--- START OF Supplied information ---

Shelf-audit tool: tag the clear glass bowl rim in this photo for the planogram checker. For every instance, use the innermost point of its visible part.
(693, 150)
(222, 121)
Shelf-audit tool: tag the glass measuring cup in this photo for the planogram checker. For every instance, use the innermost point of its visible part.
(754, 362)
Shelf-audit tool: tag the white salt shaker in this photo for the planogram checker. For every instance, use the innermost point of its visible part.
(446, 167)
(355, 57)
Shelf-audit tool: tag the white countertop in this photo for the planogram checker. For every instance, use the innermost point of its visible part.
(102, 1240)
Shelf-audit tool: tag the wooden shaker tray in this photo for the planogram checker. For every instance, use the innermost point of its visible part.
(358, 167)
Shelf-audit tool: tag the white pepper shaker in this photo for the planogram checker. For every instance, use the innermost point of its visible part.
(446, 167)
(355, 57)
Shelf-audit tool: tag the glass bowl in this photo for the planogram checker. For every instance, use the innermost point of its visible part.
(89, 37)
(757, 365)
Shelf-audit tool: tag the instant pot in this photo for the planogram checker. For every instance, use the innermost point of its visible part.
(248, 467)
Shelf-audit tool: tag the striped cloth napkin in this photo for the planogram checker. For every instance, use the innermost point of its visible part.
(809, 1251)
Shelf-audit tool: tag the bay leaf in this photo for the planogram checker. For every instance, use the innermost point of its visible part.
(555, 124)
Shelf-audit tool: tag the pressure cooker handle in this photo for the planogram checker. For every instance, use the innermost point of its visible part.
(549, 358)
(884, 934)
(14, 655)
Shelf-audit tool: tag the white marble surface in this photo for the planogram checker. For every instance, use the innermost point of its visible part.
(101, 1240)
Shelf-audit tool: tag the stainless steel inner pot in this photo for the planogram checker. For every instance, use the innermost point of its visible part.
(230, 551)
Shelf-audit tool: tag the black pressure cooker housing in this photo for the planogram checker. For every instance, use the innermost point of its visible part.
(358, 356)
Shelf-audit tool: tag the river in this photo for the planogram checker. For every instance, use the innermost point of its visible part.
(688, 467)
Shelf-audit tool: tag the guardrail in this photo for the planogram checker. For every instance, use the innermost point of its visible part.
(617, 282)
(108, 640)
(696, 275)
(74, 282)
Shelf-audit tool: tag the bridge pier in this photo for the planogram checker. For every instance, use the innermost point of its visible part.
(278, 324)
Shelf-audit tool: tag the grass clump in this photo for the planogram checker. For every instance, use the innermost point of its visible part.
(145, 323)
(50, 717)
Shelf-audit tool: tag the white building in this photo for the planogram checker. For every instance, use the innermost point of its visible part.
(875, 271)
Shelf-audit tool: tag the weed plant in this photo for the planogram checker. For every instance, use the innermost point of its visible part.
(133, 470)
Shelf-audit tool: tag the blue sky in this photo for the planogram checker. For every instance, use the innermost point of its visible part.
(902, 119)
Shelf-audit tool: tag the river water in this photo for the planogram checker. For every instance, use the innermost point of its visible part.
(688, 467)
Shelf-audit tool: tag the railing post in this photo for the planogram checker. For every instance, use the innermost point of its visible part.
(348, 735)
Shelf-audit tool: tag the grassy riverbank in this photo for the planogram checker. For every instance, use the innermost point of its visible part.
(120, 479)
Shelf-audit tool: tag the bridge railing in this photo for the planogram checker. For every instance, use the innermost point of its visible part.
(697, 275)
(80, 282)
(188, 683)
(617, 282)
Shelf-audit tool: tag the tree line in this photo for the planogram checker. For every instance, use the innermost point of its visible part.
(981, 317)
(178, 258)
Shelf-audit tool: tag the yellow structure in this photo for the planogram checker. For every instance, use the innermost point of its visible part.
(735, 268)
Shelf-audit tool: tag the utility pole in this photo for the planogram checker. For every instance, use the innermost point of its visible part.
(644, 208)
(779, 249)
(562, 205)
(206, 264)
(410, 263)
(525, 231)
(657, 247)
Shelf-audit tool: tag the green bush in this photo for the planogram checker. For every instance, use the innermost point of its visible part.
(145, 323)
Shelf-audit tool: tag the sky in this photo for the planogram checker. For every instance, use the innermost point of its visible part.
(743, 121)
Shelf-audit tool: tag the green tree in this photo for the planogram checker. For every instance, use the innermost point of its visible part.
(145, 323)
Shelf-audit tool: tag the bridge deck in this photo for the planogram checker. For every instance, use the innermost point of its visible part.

--- END OF Supplied information ---

* Goal of the exercise
Set out every line of the records above as a numbered list, skipping any blank lines.

* Task solution
1. Shelf-audit tool: tag the clear glass bowl rim in this photo for the planogram checker. For every instance, use the innermost point of its visible part.
2. (693, 150)
3. (222, 121)
4. Shelf-audit tool: tag the glass measuring cup in this photo for the planogram checker. For every instance, use the innermost point of its visible part.
5. (754, 362)
6. Shelf-audit tool: tag the white salt shaker in this photo for the planogram checker. For every instance, use the innermost point of its visible part.
7. (446, 167)
8. (355, 57)
9. Shelf-audit tool: tag the white countertop in this photo for the planogram checker. For every instance, use the innermost point of its visible part.
10. (102, 1240)
11. Shelf-audit tool: tag the wooden shaker tray in this photo for the planogram checker. For every instance, use the innermost point of its visible part.
12. (358, 167)
13. Shelf-audit tool: tag the white pepper shaker in this photo for the planogram checker. For every instance, use the innermost point of its visible part.
14. (446, 167)
15. (355, 57)
16. Shelf-audit tool: tag the glass bowl in this photo for the planogram checker. For every instance, use the innermost point of its visible part.
17. (89, 37)
18. (757, 365)
19. Shelf-audit tool: tag the instant pot in this photo for the planogram checker. For every instance, use the innermost point of its visible part.
20. (248, 467)
21. Shelf-audit tool: tag the striped cloth napkin in this photo for the planogram checker. For every instance, use the innermost point of its visible part.
22. (809, 1251)
23. Shelf-audit tool: tag the bay leaf in this photo for the planogram checker. For every instance, use the innermost point of its visible part.
24. (555, 124)
25. Shelf-audit tool: tag the pressure cooker handle in this photo for the planogram checker. For every instance, use the innermost point of its visible part.
26. (549, 358)
27. (884, 934)
28. (14, 655)
29. Shelf-audit tool: tag the white marble surface in this photo for the planogram checker. For every instance, use the innermost point of its visible part.
30. (101, 1240)
31. Shelf-audit tool: tag the stainless steel inner pot in this photo for the planogram checker. For every instance, use the innermost point of its visible part.
32. (230, 551)
33. Shelf-audit tool: tag the black pressure cooker housing in this photo for the planogram checker. For every instance, use the innermost point of its visible part.
34. (358, 356)
35. Shelf-audit tool: tag the river in this photo for the planogram checker. For every instance, use the innermost point of its visible part.
36. (688, 467)
37. Shelf-audit tool: tag the guardrail in this photo for the planogram checker. For every instance, use the innermost point of its visible part.
38. (617, 282)
39. (108, 640)
40. (696, 275)
41. (74, 282)
42. Shelf-audit tool: tag the bridge pier in this photo for the planogram checker. For every instance, use the innermost point of its visible part.
43. (278, 324)
44. Shelf-audit tool: tag the grass clump in this photo for the planogram checker. For every instance, use the innermost point of its visible part.
45. (145, 323)
46. (50, 717)
47. Shelf-audit tool: tag the white building in this photo for the planogram checker. For every instance, use the innermost point of its visible part.
48. (875, 271)
49. Shelf-audit tool: tag the weed plant in this photo for the planogram checker. For every instance, use the innermost point of its visible part.
50. (133, 470)
51. Shelf-audit tool: tag the blue sky in this photo for the planogram checker. For every instance, use the innermost point of its visible part.
52. (902, 119)
53. Shelf-audit tool: tag the river water in this photo for the planogram checker. For every instance, use the innermost point of its visible part.
54. (688, 467)
55. Shelf-audit tool: tag the railing post in this photo for the planogram checker. For every instance, use the innermost point of its visible part.
56. (348, 735)
57. Shelf-audit tool: tag the grassy riverbank in this photo for the planogram checker. For every instance, use the innermost point of its visible part.
58. (120, 479)
59. Shelf-audit tool: tag the bridge railing in this photo for the planogram checker. For every instance, use the innermost point of its visible part.
60. (697, 275)
61. (80, 282)
62. (188, 683)
63. (617, 282)
64. Shelf-audit tool: tag the tree line in this photo for the planogram checker. For every instance, use the innermost point of its visible part.
65. (981, 317)
66. (178, 258)
67. Shelf-audit tool: tag the yellow structure in this photo for the planogram checker. For every instance, use the innermost point of its visible part.
68. (735, 268)
69. Shelf-audit tool: tag the utility pole in this photo for the planogram checker. For every instance, use the innermost point of its visible part.
70. (644, 208)
71. (779, 249)
72. (562, 205)
73. (206, 264)
74. (410, 263)
75. (525, 231)
76. (657, 247)
77. Shelf-audit tool: tag the green bush in this photo for the planogram checker. For every instance, use the innermost point of its visible part.
78. (145, 323)
79. Shelf-audit tool: tag the sky in this photo for the planogram checker. For every instance, use the innermost point of its visible part.
80. (743, 121)
81. Shelf-audit tool: tag the green tree in this photo for the planogram checker. For every instance, use the innermost point of its visible part.
82. (145, 323)
83. Shelf-audit tool: tag the bridge deck in this photo for the planogram checker. For every instance, use the innermost point of its visible part.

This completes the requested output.